**** Text provided

24v p-pump and build

Ghostman

24v crazy
I have searched and read just about every thread on here. Looking for someone with direct experience on the subject. I am considering picking up one of these for my swap. I am also considering the adjustable gear and think this would be the only real reason to need to have access to the gear via the removable cover? Also, if the stock vp cover is used, what are most using to cover the pump access hole. I hear that if the factory puke breather is used in that location there can be issues with excessive puking of oil due to the pump blowing it out the front into the breather. Once a person picks up on how to adjust the timing, it really is fairly easy from what I gather. Is it just a really nice feature to have the gear and cover, or would some look back and wish they had done this? Could it be money better spent elsewhere, ie: cam and bolt on retainer?

********
**** Record set

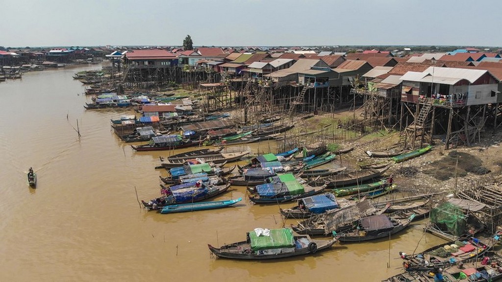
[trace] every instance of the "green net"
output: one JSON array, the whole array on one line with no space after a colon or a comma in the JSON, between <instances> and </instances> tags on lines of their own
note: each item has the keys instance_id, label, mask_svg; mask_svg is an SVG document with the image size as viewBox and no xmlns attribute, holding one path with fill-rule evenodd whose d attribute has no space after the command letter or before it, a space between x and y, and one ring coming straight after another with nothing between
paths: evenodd
<instances>
[{"instance_id":1,"label":"green net","mask_svg":"<svg viewBox=\"0 0 502 282\"><path fill-rule=\"evenodd\" d=\"M251 248L255 251L267 249L290 248L295 245L293 230L289 228L271 229L269 236L257 236L256 232L252 231L249 232L249 236Z\"/></svg>"},{"instance_id":2,"label":"green net","mask_svg":"<svg viewBox=\"0 0 502 282\"><path fill-rule=\"evenodd\" d=\"M455 236L464 233L466 217L462 209L451 203L444 203L431 210L431 222Z\"/></svg>"}]
</instances>

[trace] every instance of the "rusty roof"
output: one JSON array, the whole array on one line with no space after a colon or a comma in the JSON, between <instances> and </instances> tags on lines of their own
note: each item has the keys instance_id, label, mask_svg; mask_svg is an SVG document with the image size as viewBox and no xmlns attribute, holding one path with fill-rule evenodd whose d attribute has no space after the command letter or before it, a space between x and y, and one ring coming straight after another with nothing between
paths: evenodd
<instances>
[{"instance_id":1,"label":"rusty roof","mask_svg":"<svg viewBox=\"0 0 502 282\"><path fill-rule=\"evenodd\" d=\"M337 68L356 70L361 68L361 67L367 63L366 61L360 60L347 60L342 63Z\"/></svg>"},{"instance_id":2,"label":"rusty roof","mask_svg":"<svg viewBox=\"0 0 502 282\"><path fill-rule=\"evenodd\" d=\"M457 53L455 55L445 55L438 59L438 61L466 61L470 58L471 60L475 61L471 55L470 53Z\"/></svg>"},{"instance_id":3,"label":"rusty roof","mask_svg":"<svg viewBox=\"0 0 502 282\"><path fill-rule=\"evenodd\" d=\"M267 53L257 53L252 56L251 58L246 60L245 62L244 62L244 63L246 65L250 65L255 62L260 62L260 60L269 57L269 54Z\"/></svg>"},{"instance_id":4,"label":"rusty roof","mask_svg":"<svg viewBox=\"0 0 502 282\"><path fill-rule=\"evenodd\" d=\"M218 57L225 53L221 48L210 47L200 47L197 49L197 52L204 57Z\"/></svg>"},{"instance_id":5,"label":"rusty roof","mask_svg":"<svg viewBox=\"0 0 502 282\"><path fill-rule=\"evenodd\" d=\"M389 57L388 54L383 54L381 53L372 53L369 54L363 54L362 53L349 53L345 55L345 59L347 60L366 60L368 58L373 58L375 57Z\"/></svg>"},{"instance_id":6,"label":"rusty roof","mask_svg":"<svg viewBox=\"0 0 502 282\"><path fill-rule=\"evenodd\" d=\"M176 56L164 50L153 49L130 51L126 53L126 57L129 60L145 60L146 59L161 60L175 59Z\"/></svg>"},{"instance_id":7,"label":"rusty roof","mask_svg":"<svg viewBox=\"0 0 502 282\"><path fill-rule=\"evenodd\" d=\"M432 65L425 63L399 63L389 73L403 75L409 71L423 72Z\"/></svg>"},{"instance_id":8,"label":"rusty roof","mask_svg":"<svg viewBox=\"0 0 502 282\"><path fill-rule=\"evenodd\" d=\"M373 68L380 67L394 67L398 64L398 62L393 58L390 57L374 57L368 58L366 61Z\"/></svg>"},{"instance_id":9,"label":"rusty roof","mask_svg":"<svg viewBox=\"0 0 502 282\"><path fill-rule=\"evenodd\" d=\"M174 105L145 105L141 110L143 112L175 112L176 111Z\"/></svg>"},{"instance_id":10,"label":"rusty roof","mask_svg":"<svg viewBox=\"0 0 502 282\"><path fill-rule=\"evenodd\" d=\"M293 59L296 60L305 57L305 56L303 54L295 54L294 53L285 53L279 57L281 59Z\"/></svg>"},{"instance_id":11,"label":"rusty roof","mask_svg":"<svg viewBox=\"0 0 502 282\"><path fill-rule=\"evenodd\" d=\"M237 59L241 55L241 54L240 53L232 53L225 57L225 59L230 61L233 61L235 59Z\"/></svg>"}]
</instances>

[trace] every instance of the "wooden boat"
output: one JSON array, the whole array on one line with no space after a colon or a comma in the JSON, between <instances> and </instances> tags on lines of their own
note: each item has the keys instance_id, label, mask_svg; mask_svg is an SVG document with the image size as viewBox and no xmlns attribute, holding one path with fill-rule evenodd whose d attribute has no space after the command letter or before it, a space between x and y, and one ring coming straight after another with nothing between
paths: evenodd
<instances>
[{"instance_id":1,"label":"wooden boat","mask_svg":"<svg viewBox=\"0 0 502 282\"><path fill-rule=\"evenodd\" d=\"M409 219L400 220L387 215L372 215L359 220L357 228L339 235L341 242L361 242L390 236L405 229L410 225L414 215Z\"/></svg>"},{"instance_id":2,"label":"wooden boat","mask_svg":"<svg viewBox=\"0 0 502 282\"><path fill-rule=\"evenodd\" d=\"M502 235L502 231L498 231ZM447 243L429 248L413 255L400 252L407 263L406 270L430 271L436 267L444 268L474 257L482 257L484 252L498 242L500 236L491 238L461 237Z\"/></svg>"},{"instance_id":3,"label":"wooden boat","mask_svg":"<svg viewBox=\"0 0 502 282\"><path fill-rule=\"evenodd\" d=\"M298 195L275 195L272 196L266 196L260 195L259 194L250 195L249 200L256 204L277 204L277 203L284 203L285 202L290 202L301 198L305 198L313 196L316 194L319 194L324 191L326 188L326 185L322 186L312 187L307 184L303 184L304 192Z\"/></svg>"},{"instance_id":4,"label":"wooden boat","mask_svg":"<svg viewBox=\"0 0 502 282\"><path fill-rule=\"evenodd\" d=\"M195 162L202 162L203 163L212 163L213 164L220 164L223 162L235 162L238 161L242 157L248 154L249 152L239 152L235 153L217 154L214 155L202 155L194 157L177 158L168 159L163 162L161 165L165 169L170 169L176 167L182 166L186 163L191 163L191 161Z\"/></svg>"},{"instance_id":5,"label":"wooden boat","mask_svg":"<svg viewBox=\"0 0 502 282\"><path fill-rule=\"evenodd\" d=\"M176 155L173 155L172 156L170 156L168 157L166 159L169 160L171 159L177 159L178 158L197 158L199 156L203 156L205 155L214 155L215 154L218 154L223 150L223 148L218 148L217 149L198 149L196 150L193 150L189 152L186 152L184 153L180 153L179 154L177 154ZM164 158L162 157L160 158L161 162L163 162Z\"/></svg>"},{"instance_id":6,"label":"wooden boat","mask_svg":"<svg viewBox=\"0 0 502 282\"><path fill-rule=\"evenodd\" d=\"M35 172L29 172L27 175L27 181L28 185L35 188L37 186L37 174Z\"/></svg>"},{"instance_id":7,"label":"wooden boat","mask_svg":"<svg viewBox=\"0 0 502 282\"><path fill-rule=\"evenodd\" d=\"M291 225L291 228L298 234L309 235L325 236L331 234L333 231L341 232L351 229L353 223L361 218L383 214L389 206L390 204L378 210L368 200L362 198L358 203L315 215L299 222L296 226Z\"/></svg>"},{"instance_id":8,"label":"wooden boat","mask_svg":"<svg viewBox=\"0 0 502 282\"><path fill-rule=\"evenodd\" d=\"M135 115L122 115L116 119L110 119L112 123L115 124L121 124L122 121L126 120L136 120L136 116Z\"/></svg>"},{"instance_id":9,"label":"wooden boat","mask_svg":"<svg viewBox=\"0 0 502 282\"><path fill-rule=\"evenodd\" d=\"M256 229L255 229L256 230ZM294 236L289 228L272 229L269 236L257 235L256 231L247 232L245 241L216 248L207 246L218 257L234 259L271 259L298 255L312 255L329 248L337 241L315 240L308 235Z\"/></svg>"},{"instance_id":10,"label":"wooden boat","mask_svg":"<svg viewBox=\"0 0 502 282\"><path fill-rule=\"evenodd\" d=\"M389 168L390 165L379 169L369 169L345 174L340 174L321 178L321 182L327 182L328 187L341 187L356 183L363 183L380 177Z\"/></svg>"},{"instance_id":11,"label":"wooden boat","mask_svg":"<svg viewBox=\"0 0 502 282\"><path fill-rule=\"evenodd\" d=\"M330 176L340 173L346 169L347 168L344 167L343 168L335 169L307 170L305 171L302 171L301 172L301 174L300 176L304 178L317 177L318 176L320 176L321 177L324 176Z\"/></svg>"},{"instance_id":12,"label":"wooden boat","mask_svg":"<svg viewBox=\"0 0 502 282\"><path fill-rule=\"evenodd\" d=\"M370 165L364 165L362 166L359 166L359 167L363 170L367 170L368 169L381 169L382 168L385 168L387 166L391 164L391 162L387 163L380 163L376 164L371 164Z\"/></svg>"},{"instance_id":13,"label":"wooden boat","mask_svg":"<svg viewBox=\"0 0 502 282\"><path fill-rule=\"evenodd\" d=\"M242 198L236 200L226 200L225 201L215 201L213 202L198 202L189 204L172 205L162 208L160 213L174 213L189 211L201 211L225 208L241 201Z\"/></svg>"},{"instance_id":14,"label":"wooden boat","mask_svg":"<svg viewBox=\"0 0 502 282\"><path fill-rule=\"evenodd\" d=\"M379 187L374 190L361 193L358 195L353 195L350 196L349 199L350 200L357 200L357 198L362 197L365 197L366 199L374 199L385 195L387 195L392 192L395 189L395 184L393 184L390 186L387 185L383 187Z\"/></svg>"},{"instance_id":15,"label":"wooden boat","mask_svg":"<svg viewBox=\"0 0 502 282\"><path fill-rule=\"evenodd\" d=\"M430 151L431 149L432 149L432 146L429 145L424 147L423 148L415 150L414 151L412 151L405 154L402 154L401 155L393 157L391 158L391 160L392 160L396 163L401 163L401 162L404 162L405 161L410 160L410 159L413 159L419 156L421 156Z\"/></svg>"},{"instance_id":16,"label":"wooden boat","mask_svg":"<svg viewBox=\"0 0 502 282\"><path fill-rule=\"evenodd\" d=\"M169 197L173 197L173 196L171 196L169 197L162 196L148 202L142 200L141 202L147 209L157 210L171 205L188 204L204 201L225 193L230 187L230 183L227 183L222 185L203 184L200 187L197 188L193 186L195 183L195 182L192 182L184 185L180 184L180 185L185 185L187 187L180 189L182 190L181 193L184 194L184 195L182 195L182 196L180 197L176 196L176 191L177 190L173 190L175 189L175 186L170 187L173 190L174 201L173 198L169 198Z\"/></svg>"},{"instance_id":17,"label":"wooden boat","mask_svg":"<svg viewBox=\"0 0 502 282\"><path fill-rule=\"evenodd\" d=\"M223 168L223 167L217 167L214 168L213 169L211 170L210 171L206 173L206 176L209 177L210 178L212 176L217 176L219 177L225 176L228 175L229 174L232 173L232 172L235 169L236 166L234 166L233 167ZM160 180L166 184L177 184L178 183L182 183L184 178L190 178L190 175L193 174L189 174L181 175L175 175L171 176L168 176L167 177L162 177L160 176L159 177ZM203 176L196 176L192 178L197 178L197 177L200 177ZM198 180L198 179L197 179Z\"/></svg>"},{"instance_id":18,"label":"wooden boat","mask_svg":"<svg viewBox=\"0 0 502 282\"><path fill-rule=\"evenodd\" d=\"M406 262L403 264L406 265ZM443 281L470 281L487 282L502 279L502 257L497 253L491 252L486 256L466 259L461 263L454 264L442 270L431 269L429 271L410 271L398 274L382 282L434 282L436 273L441 273Z\"/></svg>"},{"instance_id":19,"label":"wooden boat","mask_svg":"<svg viewBox=\"0 0 502 282\"><path fill-rule=\"evenodd\" d=\"M388 184L385 179L381 179L379 181L373 182L372 183L348 186L343 188L337 188L333 189L331 191L333 191L333 193L336 197L343 197L374 190L381 187L385 187L388 185Z\"/></svg>"},{"instance_id":20,"label":"wooden boat","mask_svg":"<svg viewBox=\"0 0 502 282\"><path fill-rule=\"evenodd\" d=\"M419 208L395 211L389 214L389 216L397 219L405 219L410 218L412 214L414 214L415 217L411 220L413 221L417 219L425 218L429 215L429 212L430 210Z\"/></svg>"},{"instance_id":21,"label":"wooden boat","mask_svg":"<svg viewBox=\"0 0 502 282\"><path fill-rule=\"evenodd\" d=\"M284 209L280 208L279 211L285 218L305 219L353 203L345 199L336 199L332 194L326 193L300 199L294 207Z\"/></svg>"},{"instance_id":22,"label":"wooden boat","mask_svg":"<svg viewBox=\"0 0 502 282\"><path fill-rule=\"evenodd\" d=\"M229 145L237 145L238 144L247 144L247 143L253 143L260 141L260 137L243 137L232 141L222 142L213 143L213 146L216 147L221 146L227 146Z\"/></svg>"},{"instance_id":23,"label":"wooden boat","mask_svg":"<svg viewBox=\"0 0 502 282\"><path fill-rule=\"evenodd\" d=\"M395 150L381 152L366 151L366 154L371 158L390 158L398 156L404 153L404 150L396 151Z\"/></svg>"},{"instance_id":24,"label":"wooden boat","mask_svg":"<svg viewBox=\"0 0 502 282\"><path fill-rule=\"evenodd\" d=\"M185 139L179 135L162 135L152 138L153 143L131 147L137 151L162 151L179 149L193 146L196 144L191 140Z\"/></svg>"},{"instance_id":25,"label":"wooden boat","mask_svg":"<svg viewBox=\"0 0 502 282\"><path fill-rule=\"evenodd\" d=\"M314 159L305 163L303 169L309 170L319 166L330 163L335 159L335 155L331 153L326 155L325 156Z\"/></svg>"}]
</instances>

********

--- Task goal ---
Echo everything in the 24v pump post from "24v p-pump and" down to "bolt on retainer?". You won't need the lines to do anything here.

--- Worked solution ---
24v p-pump and build

Ghostman

24v crazy
I have searched and read just about every thread on here. Looking for someone with direct experience on the subject. I am considering picking up one of these for my swap. I am also considering the adjustable gear and think this would be the only real reason to need to have access to the gear via the removable cover? Also, if the stock vp cover is used, what are most using to cover the pump access hole. I hear that if the factory puke breather is used in that location there can be issues with excessive puking of oil due to the pump blowing it out the front into the breather. Once a person picks up on how to adjust the timing, it really is fairly easy from what I gather. Is it just a really nice feature to have the gear and cover, or would some look back and wish they had done this? Could it be money better spent elsewhere, ie: cam and bolt on retainer?